**DATA IN THIS EXERCISE**

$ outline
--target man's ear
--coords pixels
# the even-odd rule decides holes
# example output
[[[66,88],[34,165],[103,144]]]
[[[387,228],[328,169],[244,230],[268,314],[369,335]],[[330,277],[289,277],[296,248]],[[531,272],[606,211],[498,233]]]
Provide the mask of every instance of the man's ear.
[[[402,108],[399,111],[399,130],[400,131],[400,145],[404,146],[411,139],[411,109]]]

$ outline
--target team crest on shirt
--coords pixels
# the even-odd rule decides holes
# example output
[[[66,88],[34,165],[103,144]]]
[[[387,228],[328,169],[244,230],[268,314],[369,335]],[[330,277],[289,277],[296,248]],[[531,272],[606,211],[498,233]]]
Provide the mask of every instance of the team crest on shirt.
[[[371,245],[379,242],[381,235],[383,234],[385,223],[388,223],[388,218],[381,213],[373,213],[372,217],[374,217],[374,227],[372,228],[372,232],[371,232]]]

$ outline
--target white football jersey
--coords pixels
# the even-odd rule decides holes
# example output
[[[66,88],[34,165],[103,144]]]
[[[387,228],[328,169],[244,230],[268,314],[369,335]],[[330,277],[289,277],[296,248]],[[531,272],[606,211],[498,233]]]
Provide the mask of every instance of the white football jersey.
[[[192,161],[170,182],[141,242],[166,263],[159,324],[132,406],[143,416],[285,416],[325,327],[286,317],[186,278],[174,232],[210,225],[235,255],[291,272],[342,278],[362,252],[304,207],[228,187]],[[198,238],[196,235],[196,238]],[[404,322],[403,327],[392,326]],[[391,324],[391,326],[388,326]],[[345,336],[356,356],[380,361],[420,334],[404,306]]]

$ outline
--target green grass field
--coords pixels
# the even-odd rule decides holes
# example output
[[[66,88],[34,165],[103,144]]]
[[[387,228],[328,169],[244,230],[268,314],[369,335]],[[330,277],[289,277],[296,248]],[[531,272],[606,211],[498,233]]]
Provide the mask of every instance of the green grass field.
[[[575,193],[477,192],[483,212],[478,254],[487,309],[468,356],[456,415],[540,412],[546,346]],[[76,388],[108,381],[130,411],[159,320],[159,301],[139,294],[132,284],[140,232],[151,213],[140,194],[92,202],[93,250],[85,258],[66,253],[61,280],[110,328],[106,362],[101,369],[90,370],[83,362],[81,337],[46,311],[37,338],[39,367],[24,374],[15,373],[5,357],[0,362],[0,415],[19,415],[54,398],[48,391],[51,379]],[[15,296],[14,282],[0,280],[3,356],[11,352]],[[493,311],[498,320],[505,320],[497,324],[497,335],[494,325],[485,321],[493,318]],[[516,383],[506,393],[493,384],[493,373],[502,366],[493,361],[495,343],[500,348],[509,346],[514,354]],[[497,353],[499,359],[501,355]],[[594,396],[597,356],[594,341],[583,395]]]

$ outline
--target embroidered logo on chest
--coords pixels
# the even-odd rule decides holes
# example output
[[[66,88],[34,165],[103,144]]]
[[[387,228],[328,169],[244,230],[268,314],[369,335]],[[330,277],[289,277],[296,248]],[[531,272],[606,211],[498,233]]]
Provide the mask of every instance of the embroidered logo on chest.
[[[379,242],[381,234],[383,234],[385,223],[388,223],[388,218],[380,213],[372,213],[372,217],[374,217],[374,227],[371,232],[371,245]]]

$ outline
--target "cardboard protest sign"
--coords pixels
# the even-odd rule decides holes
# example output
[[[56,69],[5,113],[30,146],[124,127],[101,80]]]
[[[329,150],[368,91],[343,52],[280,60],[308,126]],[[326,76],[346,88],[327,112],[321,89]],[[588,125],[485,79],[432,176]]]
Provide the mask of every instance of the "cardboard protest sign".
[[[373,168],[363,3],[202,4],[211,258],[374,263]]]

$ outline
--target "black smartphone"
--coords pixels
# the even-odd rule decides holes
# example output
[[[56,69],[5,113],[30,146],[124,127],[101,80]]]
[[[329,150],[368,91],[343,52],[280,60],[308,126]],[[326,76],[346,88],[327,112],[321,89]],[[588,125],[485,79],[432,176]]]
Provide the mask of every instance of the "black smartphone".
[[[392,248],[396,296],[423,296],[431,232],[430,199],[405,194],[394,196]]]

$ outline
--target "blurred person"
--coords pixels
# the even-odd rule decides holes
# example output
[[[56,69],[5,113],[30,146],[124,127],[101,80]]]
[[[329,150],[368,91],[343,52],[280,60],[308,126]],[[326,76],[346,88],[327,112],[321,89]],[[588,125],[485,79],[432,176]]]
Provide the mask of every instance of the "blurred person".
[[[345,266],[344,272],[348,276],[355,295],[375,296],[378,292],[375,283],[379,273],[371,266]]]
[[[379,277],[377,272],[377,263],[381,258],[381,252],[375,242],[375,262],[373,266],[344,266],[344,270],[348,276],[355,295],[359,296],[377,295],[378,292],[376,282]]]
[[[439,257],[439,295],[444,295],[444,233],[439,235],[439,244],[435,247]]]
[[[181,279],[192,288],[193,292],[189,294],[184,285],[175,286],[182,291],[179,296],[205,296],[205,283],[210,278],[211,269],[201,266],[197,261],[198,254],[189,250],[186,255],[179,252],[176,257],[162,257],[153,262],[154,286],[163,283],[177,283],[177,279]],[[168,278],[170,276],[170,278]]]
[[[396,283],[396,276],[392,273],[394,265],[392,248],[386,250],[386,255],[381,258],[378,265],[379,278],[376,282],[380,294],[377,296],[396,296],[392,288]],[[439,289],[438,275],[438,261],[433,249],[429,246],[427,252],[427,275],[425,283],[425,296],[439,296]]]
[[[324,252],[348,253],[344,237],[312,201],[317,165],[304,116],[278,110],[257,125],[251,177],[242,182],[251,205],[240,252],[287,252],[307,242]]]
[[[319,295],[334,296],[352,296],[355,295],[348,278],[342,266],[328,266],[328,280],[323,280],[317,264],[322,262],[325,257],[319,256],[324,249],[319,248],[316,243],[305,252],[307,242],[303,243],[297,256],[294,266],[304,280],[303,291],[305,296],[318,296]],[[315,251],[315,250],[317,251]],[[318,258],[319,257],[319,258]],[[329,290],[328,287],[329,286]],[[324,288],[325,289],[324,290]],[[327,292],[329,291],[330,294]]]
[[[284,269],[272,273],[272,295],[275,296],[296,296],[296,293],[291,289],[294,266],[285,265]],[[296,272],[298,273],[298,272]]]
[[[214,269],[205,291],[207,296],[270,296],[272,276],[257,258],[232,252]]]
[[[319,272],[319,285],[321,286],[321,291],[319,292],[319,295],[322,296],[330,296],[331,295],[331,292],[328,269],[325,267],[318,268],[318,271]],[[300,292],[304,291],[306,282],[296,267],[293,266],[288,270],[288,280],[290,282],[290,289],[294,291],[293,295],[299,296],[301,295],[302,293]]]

**STATED PROBLEM**
Recast all of the data above as a JSON array of strings, with each line as its own string and blank lines omitted.

**RESULT**
[
  "$ outline",
  "--target man's ear",
  "--coords pixels",
  "# the even-odd rule decides holes",
  "# example output",
  "[[[66,88],[34,165],[103,144]]]",
  "[[[387,228],[328,169],[244,230],[268,314],[369,335]],[[330,277],[289,277],[296,248]],[[531,272],[606,211],[498,233]]]",
  "Provide the mask of every instance of the man's ear.",
  "[[[402,108],[399,111],[399,130],[400,131],[400,145],[404,146],[411,139],[411,109]]]",
  "$ outline",
  "--target team crest on shirt",
  "--coords pixels",
  "# the even-odd rule decides holes",
  "# example output",
  "[[[66,88],[34,165],[103,144]]]",
  "[[[387,228],[328,169],[244,230],[268,314],[369,335]],[[330,277],[289,277],[296,248]],[[531,272],[606,211],[498,233]]]",
  "Provide the mask of every instance of the team crest on shirt.",
  "[[[371,245],[379,242],[381,235],[383,234],[385,223],[388,223],[388,218],[381,213],[373,213],[372,217],[374,217],[374,227],[372,228],[372,232],[371,232]]]",
  "$ outline",
  "--target white football jersey",
  "--coords pixels",
  "# the even-odd rule decides holes",
  "# example output",
  "[[[66,88],[34,165],[103,144]]]",
  "[[[387,228],[328,169],[244,230],[268,314],[369,335]],[[330,277],[289,277],[296,248]],[[531,272],[606,211],[498,233]]]",
  "Provide the mask of every instance of the white football jersey.",
  "[[[192,161],[170,182],[141,242],[166,263],[159,324],[132,406],[143,416],[285,416],[325,327],[286,317],[186,278],[174,232],[210,225],[235,255],[291,272],[342,278],[362,252],[304,207],[228,187]],[[198,238],[196,235],[196,238]],[[404,322],[403,327],[392,326]],[[391,324],[391,326],[388,326]],[[345,336],[356,356],[380,361],[420,334],[404,306]]]",
  "$ outline",
  "--target green grass field",
  "--coords pixels",
  "# the even-odd rule decides holes",
  "# example output",
  "[[[66,88],[34,165],[103,144]]]",
  "[[[387,228],[328,169],[244,230],[268,314],[369,335]],[[330,277],[289,277],[296,248]],[[531,272],[606,211],[498,233]]]",
  "Provide the mask of every instance of the green grass field.",
  "[[[575,193],[477,192],[483,212],[478,254],[487,309],[468,356],[456,415],[540,412],[546,346]],[[76,388],[108,381],[130,411],[159,320],[159,301],[139,294],[132,284],[140,232],[151,213],[140,194],[92,202],[93,250],[85,258],[66,253],[61,280],[110,328],[106,362],[101,369],[90,370],[83,362],[81,337],[46,311],[37,338],[39,367],[24,374],[15,373],[5,357],[0,362],[0,415],[19,415],[54,398],[48,391],[51,379]],[[15,296],[14,282],[0,280],[3,356],[11,352]],[[493,311],[498,320],[505,320],[497,324],[497,335],[494,325],[485,321],[493,318]],[[516,383],[506,393],[493,384],[493,373],[502,366],[493,361],[495,343],[500,348],[509,346],[514,354]],[[497,353],[499,359],[501,355]],[[594,396],[597,356],[594,341],[583,395]]]",
  "$ outline",
  "--target embroidered logo on chest",
  "--coords pixels",
  "# the even-odd rule decides holes",
  "# example output",
  "[[[66,88],[34,165],[103,144]]]",
  "[[[387,228],[328,169],[244,230],[268,314],[369,335]],[[330,277],[289,277],[296,248]],[[531,272],[606,211],[498,233]]]",
  "Provide the mask of every instance of the embroidered logo on chest.",
  "[[[379,242],[381,234],[383,234],[385,223],[388,223],[388,218],[380,213],[372,213],[372,217],[374,217],[374,227],[371,232],[371,245]]]",
  "$ outline",
  "--target \"cardboard protest sign\"",
  "--coords pixels",
  "# the even-odd rule decides holes",
  "# example output",
  "[[[56,69],[5,113],[30,146],[124,127],[101,80]]]",
  "[[[329,150],[368,91],[343,52],[280,60],[308,126]],[[326,76],[346,88],[327,112],[321,89]],[[588,125],[485,79],[432,176]]]",
  "Provide the mask of every instance of the \"cardboard protest sign\".",
  "[[[373,168],[363,3],[202,4],[211,258],[374,263]]]",
  "$ outline",
  "--target \"black smartphone\"",
  "--coords pixels",
  "# the even-odd rule decides holes",
  "# example output",
  "[[[56,69],[5,113],[30,146],[124,127],[101,80]]]",
  "[[[329,150],[368,91],[343,52],[280,60],[308,126]],[[326,76],[346,88],[327,112],[321,89]],[[588,125],[485,79],[432,176]]]",
  "Provide the mask of every instance of the \"black smartphone\".",
  "[[[392,248],[396,296],[423,296],[431,232],[430,199],[405,194],[394,196]]]",
  "$ outline",
  "--target \"blurred person\"",
  "--coords pixels",
  "# the even-odd rule decides holes",
  "# example output",
  "[[[56,69],[5,113],[30,146],[124,127],[101,80]]]",
  "[[[329,150],[368,91],[343,52],[280,60],[308,126]],[[326,76],[346,88],[327,112],[321,89]],[[588,125],[485,79],[432,176]]]",
  "Provide the mask of every instance of the \"blurred person\".",
  "[[[345,266],[344,272],[348,276],[355,295],[375,296],[378,292],[375,283],[379,273],[371,266]]]",
  "[[[379,277],[377,272],[377,263],[381,258],[381,252],[375,242],[375,262],[373,266],[344,266],[344,270],[348,276],[355,295],[359,296],[377,295],[378,292],[376,282]]]",
  "[[[439,257],[439,295],[444,295],[444,233],[439,235],[439,244],[435,247]]]",
  "[[[181,279],[192,288],[193,292],[189,294],[184,285],[175,286],[182,291],[179,296],[205,296],[205,283],[210,278],[211,269],[201,266],[197,261],[198,254],[189,250],[186,255],[179,252],[176,257],[162,257],[153,262],[154,286],[163,283],[177,283],[177,279]],[[168,278],[170,276],[170,278]]]",
  "[[[396,283],[396,276],[392,273],[394,265],[392,248],[386,250],[386,255],[381,258],[378,265],[379,278],[376,282],[380,294],[377,296],[396,296],[392,288]],[[439,289],[438,275],[438,261],[433,249],[429,246],[427,252],[427,275],[425,283],[425,296],[439,296]]]",
  "[[[324,252],[348,253],[344,237],[312,201],[317,165],[304,116],[278,110],[257,125],[251,177],[242,182],[251,205],[240,252],[287,252],[307,242]]]",
  "[[[319,295],[334,296],[352,296],[355,295],[348,278],[342,266],[328,266],[328,280],[323,280],[317,264],[322,262],[325,257],[319,256],[324,249],[319,248],[316,243],[305,252],[307,242],[303,243],[297,256],[294,266],[304,280],[303,291],[305,296],[318,296]],[[315,251],[315,250],[317,251]],[[318,258],[319,257],[319,258]],[[329,290],[328,287],[329,286]],[[324,288],[325,289],[324,290]],[[327,292],[329,291],[330,294]]]",
  "[[[284,269],[272,273],[272,295],[275,296],[296,296],[296,293],[291,289],[294,266],[285,265]],[[296,272],[298,273],[298,272]]]",
  "[[[214,269],[205,291],[207,296],[270,296],[272,276],[257,258],[232,252]]]",
  "[[[319,272],[319,285],[321,286],[321,291],[319,292],[319,295],[322,296],[330,296],[331,295],[331,292],[328,269],[325,267],[318,268],[318,271]],[[300,292],[304,291],[306,282],[296,267],[293,266],[288,270],[288,280],[290,282],[290,289],[294,291],[293,295],[299,296],[301,295],[302,293]]]"
]